#### EXTRAIT PRÉSENTÉ:
========

Beaucoup de ces textes, assez longs, sont des actes d'affranchissements d'esclaves.
En effet, pour affranchir un esclave, on le "vendait"au dieu Apollon, qui dans sa grande bonté accordait la liberté à l'esclave en question. Une inscription qui porte un tel texte est facile à reconnaître, car ici encore les formules sont toutes identiques, seuls changent les noms des personnes (le vendeur, l'esclave, celui qui se porte garant) ... et le prix de vente, qui varie de 3 à 15 mines.


Une mine = 100 drachmes. Sachant qu'au IVe siècle avant J.C. on payait un soldat 10 à 30 drachmes par mois, le prix d'un esclave aurait permis de payer un soldat pendant combien d'années ?

le temple d'Apollon à Delphes
image 15




Approchons nous d'abord de l'un de ces textes : il suffit pour cela de longer le fameux mur polygonal.

========

#### LIGNES FOURNIES:
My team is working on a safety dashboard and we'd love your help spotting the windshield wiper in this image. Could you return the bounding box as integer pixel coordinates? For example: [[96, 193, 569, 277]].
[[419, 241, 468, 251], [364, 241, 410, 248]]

========

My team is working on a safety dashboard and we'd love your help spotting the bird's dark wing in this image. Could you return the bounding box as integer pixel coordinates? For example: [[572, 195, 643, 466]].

========

#### OBJECTIF 1:
Reproduisez fidèlement le passage de l'extrait sur les affranchissements d'esclaves qui va de "En effet, pour" à "à 15 mines.".
#### OBJECTIF 2:
Présentez sous forme de liste le paragraphe de l'extrait sur les affranchissements d'esclaves qui commence par « En effet, pour affranchir », en conservant ses informations essentielles.
Les lignes proviennent d'une autre source que l'extrait.

#### RÉSULTAT ATTENDU 1:
En effet, pour affranchir un esclave, on le "vendait"au dieu Apollon, qui dans sa grande bonté accordait la liberté à l'esclave en question. Une inscription qui porte un tel texte est facile à reconnaître, car ici encore les formules sont toutes identiques, seuls changent les noms des personnes (le vendeur, l'esclave, celui qui se porte garant) ... et le prix de vente, qui varie de 3 à 15 mines.

#### RÉSULTAT ATTENDU 2:
- Pour affranchir un esclave, on le « vendait » au dieu Apollon, qui lui accordait la liberté.
- Une inscription de ce type se reconnaît facilement, car ses formules sont toutes identiques.
- Seuls changent les noms des personnes (le vendeur, l'esclave, le garant) et le prix de vente, compris entre 3 et 15 mines.